■ SOURCE EXCERPT ■
____________

Note that we do not specify a vocabulary file here, since it is already included in the model. After a while, the perplexities will be logged, and the predictions file results.txt will be put to output_dir. The format of the predicitons file is:

<img_name1>\t<label_gold1>\t<label_pred1>\t<score_pred1>\t<score_gold1>
<img_name2>\t<label_gold2>\t<label_pred>2\t<score_pred2>\t<score_gold2>
...

where \t denotes tab.

Evaluate

Text Metrics

The test perplexity can be obtained after testing is finished. In order to evaluate BLEU, the following command needs to be executed.

python scripts/evaluation/evaluate_bleu.py --result-path results/results.txt --data-path data/sample/test_filter.lst --label-path data/sample/formulas.norm.lst

Note that although the predicions file contains the gold labels, since some images (e.g., too large sizes) will be ignored during testing, to make the comparison fair, we need to use the test file again and treat those that does not appear in predictions file as blank predictions.

We also provide script for evaluating text edit distance (on a token level).

python scripts/evaluation/evaluate_text_edit_distance.py --result-path results/results.txt

Image Metrics

First, we need to render both the original formulas and the predicted formulas. This may take a bit long time. The rendering process depends on pdflatex and ImageMagick convert.

python scripts/evaluation/render_latex.py --result-path results/results.txt --data-path data/sample/test_filter.lst --label-path data/sample/formulas.lst --output-dir data/sample/images_rendered --no-replace

Afterwards, based on the rendered images, we evaluate the exact match accuracy and the image edit distance.

python scripts/evaluation/evaluate_image.py --images-dir data/sample/images_rendered/

Web page-to-HTML

Another example is to infer the HTML from an image of a web page. We provide a simplified dataset: web pages of size 100X100. (However, in the provided dataset, we downsample to 64X64). Note that we can use the same model parameters as the Math-to-LaTex task, the only difference here is the vocabulary.

First, download the dataset.

wget -P data/ https://im2markup.yuntiandeng.com/html/data/html_64_64_100k.tgz
cd data; tar zxf html_64_64_100k.tgz; cd ..

Train

The training parameters is nearly identical to the Math-to-LaTex task. However, some parameters such as max_image_width need to be set to a different value for memory efficiency and convergence speed.

th src/train.lua -phase train -gpu_id 1 \
-input_feed -prealloc \
-data_base_dir data/html_64_64_100k/data/ \
-data_path data/html_64_64_100k/html_train.txt \
-vocab_file data/html_64_64_100k/html_vocab.txt \
-val_data_path data/html_64_64_100k/html_dev.txt \
-label_path data/html_64_64_100k/html_sources.txt \
-vocab_file data/html_64_64_100k/html_vocab.txt \
-max_num_tokens 100 -max_image_width 64 -max_image_height 64 \
-batch_size 100 -beam_size 1

Test

We provide a trained model as well.

____________

■ DATASET EXTRACT ■
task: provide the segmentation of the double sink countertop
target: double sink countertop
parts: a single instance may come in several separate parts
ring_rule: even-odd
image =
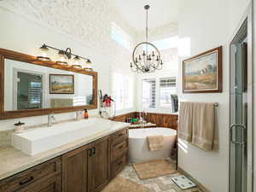
[[[14,134],[13,138],[15,138],[15,137],[20,137],[27,143],[36,142],[38,143],[38,141],[40,139],[44,140],[44,137],[47,137],[47,141],[52,138],[55,141],[58,141],[58,139],[65,139],[67,142],[64,144],[61,143],[57,143],[57,145],[59,145],[58,147],[49,148],[49,150],[41,151],[33,155],[26,154],[11,146],[0,148],[0,180],[92,143],[105,136],[108,136],[119,130],[129,127],[130,125],[131,125],[127,123],[111,121],[100,118],[90,118],[90,119],[60,123],[52,127],[29,129],[26,130],[23,133]],[[76,128],[77,126],[79,127]],[[68,134],[63,135],[67,132]],[[80,135],[78,137],[78,133],[79,132]],[[62,137],[62,138],[58,138],[58,137]],[[72,140],[67,139],[67,137],[72,138]],[[46,143],[40,143],[39,145],[42,144],[44,144],[45,148]]]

____________

■ SET TASKS ■
**1)** Answer these questions using the source excerpt:
(a) Which two tools does the rendering process depend on?
(b) To what size are the web pages downsampled in the provided dataset?
(c) What does \t denote in the format of the predictions file?
**2)** Print the source excerpt from "where \t denotes" to "as blank predictions.".
The records come from a different source than the source excerpt.

■ TASK-BY-TASK RESULTS ■
**1)**
(a) pdflatex and ImageMagick convert
(b) 64X64
(c) Tab

**2)**
where \t denotes tab.

Evaluate

Text Metrics

The test perplexity can be obtained after testing is finished. In order to evaluate BLEU, the following command needs to be executed.

python scripts/evaluation/evaluate_bleu.py --result-path results/results.txt --data-path data/sample/test_filter.lst --label-path data/sample/formulas.norm.lst

Note that although the predicions file contains the gold labels, since some images (e.g., too large sizes) will be ignored during testing, to make the comparison fair, we need to use the test file again and treat those that does not appear in predictions file as blank predictions.